Im Geschäft mit Immobilien wird viel Fremdkapital eingesetzt. Gemäss einer Anfang 2022 erstellten Studie des Immobilienspezialisten MoneyPark weisen Neukäufer im Durchschnitt eine Belehnung von 71% auf, während sie bei bestehenden Eigentümern 54% beträgt. Es bedarf keiner anspruchsvollen Mathematik, um festzustellen, dass viele Neukäufer bereits in die Bredouille kommen, wenn der Wert ihrer Liegenschaft 15 bis 20% korrigiert. Zur Verunsicherung trägt bei, dass die private Schuldenquote in der Schweiz mit rund 150% des BIP Weltrekord bedeutet. Dabei sind des Schweizers Schulden fast ausschliesslich Hypotheken, die hierzulande bis ins hohe Alter nur sehr zögerlich amortisiert werden.

Grossrisiko Immobilienblase

Wir mögen die Reichsten der Welt mit einer niedrigen Staatsschuldenquote sein, haben aber auch die höchsten privaten Schulden. Das birgt Sprengpotenzial. Für viele Häuslebauer und kreditgebende Banken mag ein erneuter Immobilien-Crash unvorstellbar sein, doch in dieser Überzeugung schwingt eine gewisse Naivität mit, denn gemäss den renommierten Harvard-Professoren Carmen Reinhart und Kenneth Rogoff («Dieses Mal ist alles anders – acht Jahrhunderte Finanzkrisen») sind Immobilienzusammenbrüche regelmässige Vorkommnisse in der Finanzgeschichte und sogar die Hauptursache von Finanzkrisen. Der Wirtschaftshistoriker Tobias Straumann (Universität Zürich) hat es in der «Zuger Zeitung» vom 27. Juni 2022 auf den Punkt gebracht: «Immobilienblasen sind das grösste gesamtwirtschaftliche Risiko überhaupt. Mit allen anderen kommen wir zurecht.»

- Bereitgestelltes Material -
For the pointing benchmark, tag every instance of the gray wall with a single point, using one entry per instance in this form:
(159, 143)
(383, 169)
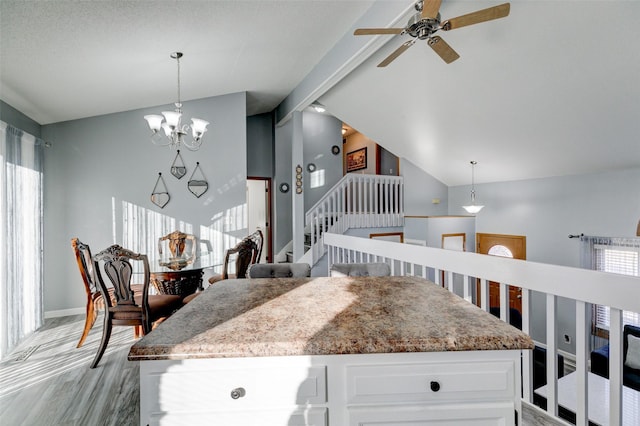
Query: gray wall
(12, 116)
(546, 211)
(101, 167)
(320, 133)
(282, 211)
(260, 145)
(420, 188)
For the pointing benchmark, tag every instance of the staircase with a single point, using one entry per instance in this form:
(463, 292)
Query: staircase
(356, 201)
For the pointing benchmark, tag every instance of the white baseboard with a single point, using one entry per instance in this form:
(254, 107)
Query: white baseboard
(64, 312)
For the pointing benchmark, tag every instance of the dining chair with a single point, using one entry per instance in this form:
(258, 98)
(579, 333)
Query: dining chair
(95, 302)
(178, 241)
(279, 270)
(143, 310)
(247, 252)
(374, 269)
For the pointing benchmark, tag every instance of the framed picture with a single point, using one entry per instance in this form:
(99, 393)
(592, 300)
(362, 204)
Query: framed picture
(357, 159)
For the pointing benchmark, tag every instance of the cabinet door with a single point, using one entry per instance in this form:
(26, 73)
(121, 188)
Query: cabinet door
(493, 414)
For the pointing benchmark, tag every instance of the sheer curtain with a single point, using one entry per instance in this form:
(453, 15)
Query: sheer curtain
(21, 257)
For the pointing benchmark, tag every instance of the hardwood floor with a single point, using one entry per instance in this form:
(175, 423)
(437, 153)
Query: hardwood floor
(47, 380)
(54, 385)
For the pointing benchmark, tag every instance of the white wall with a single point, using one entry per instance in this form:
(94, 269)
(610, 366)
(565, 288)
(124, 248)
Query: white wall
(100, 165)
(546, 211)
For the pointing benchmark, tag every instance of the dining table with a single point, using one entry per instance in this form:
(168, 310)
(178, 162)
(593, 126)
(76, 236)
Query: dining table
(181, 275)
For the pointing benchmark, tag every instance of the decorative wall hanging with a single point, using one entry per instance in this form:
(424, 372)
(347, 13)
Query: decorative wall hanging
(178, 169)
(160, 195)
(299, 179)
(357, 159)
(198, 185)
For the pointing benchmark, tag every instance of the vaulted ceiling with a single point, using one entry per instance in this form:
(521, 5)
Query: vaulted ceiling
(553, 89)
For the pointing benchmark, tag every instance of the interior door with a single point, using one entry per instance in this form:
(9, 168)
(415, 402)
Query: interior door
(259, 212)
(513, 246)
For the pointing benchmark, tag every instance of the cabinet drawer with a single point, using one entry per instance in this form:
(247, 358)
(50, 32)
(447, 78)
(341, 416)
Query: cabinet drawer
(213, 389)
(424, 382)
(490, 414)
(307, 417)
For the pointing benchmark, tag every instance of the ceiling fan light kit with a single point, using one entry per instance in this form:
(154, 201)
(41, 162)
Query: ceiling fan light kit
(426, 22)
(170, 122)
(473, 208)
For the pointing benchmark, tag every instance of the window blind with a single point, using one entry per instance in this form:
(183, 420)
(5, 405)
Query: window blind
(617, 260)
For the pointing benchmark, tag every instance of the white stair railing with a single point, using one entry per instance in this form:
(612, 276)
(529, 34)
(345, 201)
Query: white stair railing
(356, 201)
(584, 287)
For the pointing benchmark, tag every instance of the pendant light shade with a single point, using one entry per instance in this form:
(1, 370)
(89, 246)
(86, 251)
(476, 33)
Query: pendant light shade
(171, 123)
(473, 208)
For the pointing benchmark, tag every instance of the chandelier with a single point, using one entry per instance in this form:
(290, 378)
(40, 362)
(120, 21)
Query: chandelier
(170, 122)
(473, 208)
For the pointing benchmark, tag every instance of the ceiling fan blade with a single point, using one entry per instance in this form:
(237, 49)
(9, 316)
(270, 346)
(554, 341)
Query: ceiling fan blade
(483, 15)
(430, 8)
(399, 51)
(374, 31)
(443, 49)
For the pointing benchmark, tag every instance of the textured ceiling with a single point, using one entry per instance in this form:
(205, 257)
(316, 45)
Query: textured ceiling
(553, 89)
(63, 60)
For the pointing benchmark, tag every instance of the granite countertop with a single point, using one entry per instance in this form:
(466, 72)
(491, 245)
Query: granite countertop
(322, 316)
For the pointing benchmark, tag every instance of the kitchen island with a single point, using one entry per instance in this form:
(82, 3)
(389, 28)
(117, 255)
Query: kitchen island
(330, 351)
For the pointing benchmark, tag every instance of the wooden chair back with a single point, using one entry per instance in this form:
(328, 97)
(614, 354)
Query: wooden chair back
(126, 306)
(258, 239)
(245, 252)
(94, 297)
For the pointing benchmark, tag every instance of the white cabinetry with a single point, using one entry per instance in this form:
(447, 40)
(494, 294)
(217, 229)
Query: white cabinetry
(476, 388)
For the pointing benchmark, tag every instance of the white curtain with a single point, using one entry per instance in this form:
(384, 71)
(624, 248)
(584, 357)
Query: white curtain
(21, 257)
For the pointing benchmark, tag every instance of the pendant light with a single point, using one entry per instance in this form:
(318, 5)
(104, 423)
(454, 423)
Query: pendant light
(473, 208)
(170, 122)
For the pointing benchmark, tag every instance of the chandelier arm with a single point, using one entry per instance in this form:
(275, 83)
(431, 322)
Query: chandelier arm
(171, 123)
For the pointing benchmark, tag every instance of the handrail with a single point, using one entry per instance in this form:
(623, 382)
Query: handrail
(619, 292)
(356, 201)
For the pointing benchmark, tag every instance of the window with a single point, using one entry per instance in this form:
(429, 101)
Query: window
(617, 259)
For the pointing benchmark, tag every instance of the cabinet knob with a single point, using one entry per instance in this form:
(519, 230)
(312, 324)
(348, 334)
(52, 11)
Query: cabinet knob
(238, 393)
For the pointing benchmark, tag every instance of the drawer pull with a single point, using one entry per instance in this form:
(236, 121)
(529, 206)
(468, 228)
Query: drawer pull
(238, 393)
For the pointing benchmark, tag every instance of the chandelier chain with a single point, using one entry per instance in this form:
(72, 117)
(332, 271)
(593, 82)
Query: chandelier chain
(178, 59)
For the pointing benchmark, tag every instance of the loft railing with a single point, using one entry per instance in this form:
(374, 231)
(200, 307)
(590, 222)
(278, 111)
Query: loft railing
(356, 201)
(584, 287)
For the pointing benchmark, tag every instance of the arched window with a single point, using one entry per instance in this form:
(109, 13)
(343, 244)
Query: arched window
(499, 250)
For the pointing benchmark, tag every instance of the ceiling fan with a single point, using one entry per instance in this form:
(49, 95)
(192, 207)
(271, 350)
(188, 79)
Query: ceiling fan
(426, 22)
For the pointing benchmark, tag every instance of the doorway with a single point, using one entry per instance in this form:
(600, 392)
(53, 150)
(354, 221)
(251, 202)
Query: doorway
(512, 246)
(259, 212)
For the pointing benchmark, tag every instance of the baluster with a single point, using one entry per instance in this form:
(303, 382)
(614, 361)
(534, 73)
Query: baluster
(582, 382)
(527, 359)
(615, 366)
(504, 303)
(484, 295)
(466, 291)
(450, 281)
(552, 362)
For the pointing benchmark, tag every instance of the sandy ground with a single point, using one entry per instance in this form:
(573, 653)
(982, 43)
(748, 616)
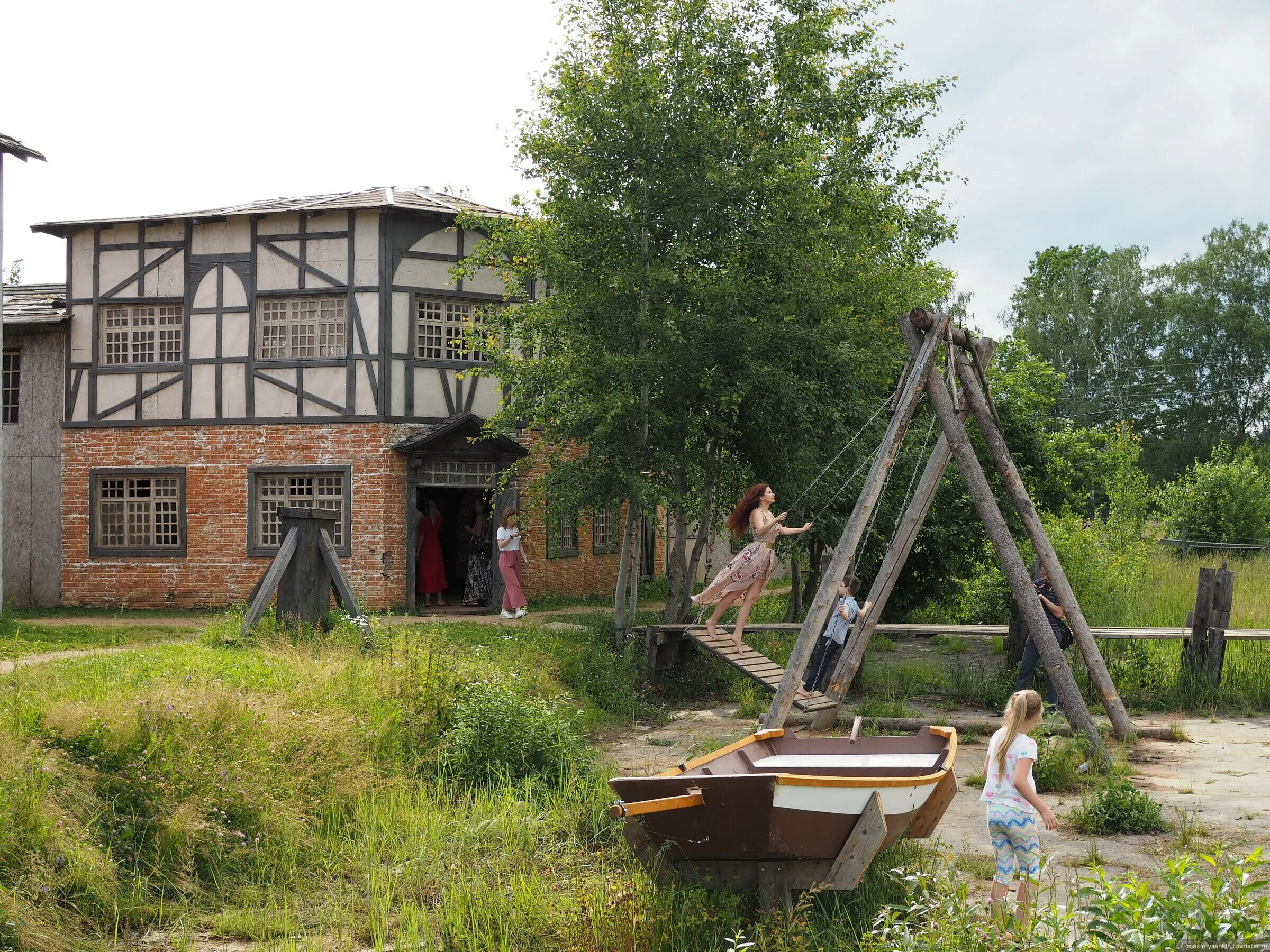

- Arbeitsschritte -
(A) Welche durchschnittliche Belehnung weisen Neukäufer gemäß der im Textauszug erwähnten MoneyPark-Studie auf?
(B) Kopieren Sie aus dem Textauszug den Abschnitt, der bei „Im Geschäft mit“ beginnt und bei „zögerlich amortisiert werden.“ endet.
(C) Nennen Sie alle Personen, die im Textauszug namentlich erwähnt werden.
Die Auflistung wird hierfür nicht benötigt.

- Richtige Antworten -
(A) Eine Belehnung von 71 %.

(B)
Im Geschäft mit Immobilien wird viel Fremdkapital eingesetzt. Gemäss einer Anfang 2022 erstellten Studie des Immobilienspezialisten MoneyPark weisen Neukäufer im Durchschnitt eine Belehnung von 71% auf, während sie bei bestehenden Eigentümern 54% beträgt. Es bedarf keiner anspruchsvollen Mathematik, um festzustellen, dass viele Neukäufer bereits in die Bredouille kommen, wenn der Wert ihrer Liegenschaft 15 bis 20% korrigiert. Zur Verunsicherung trägt bei, dass die private Schuldenquote in der Schweiz mit rund 150% des BIP Weltrekord bedeutet. Dabei sind des Schweizers Schulden fast ausschliesslich Hypotheken, die hierzulande bis ins hohe Alter nur sehr zögerlich amortisiert werden.

(C) Carmen Reinhart, Kenneth Rogoff, Tobias Straumann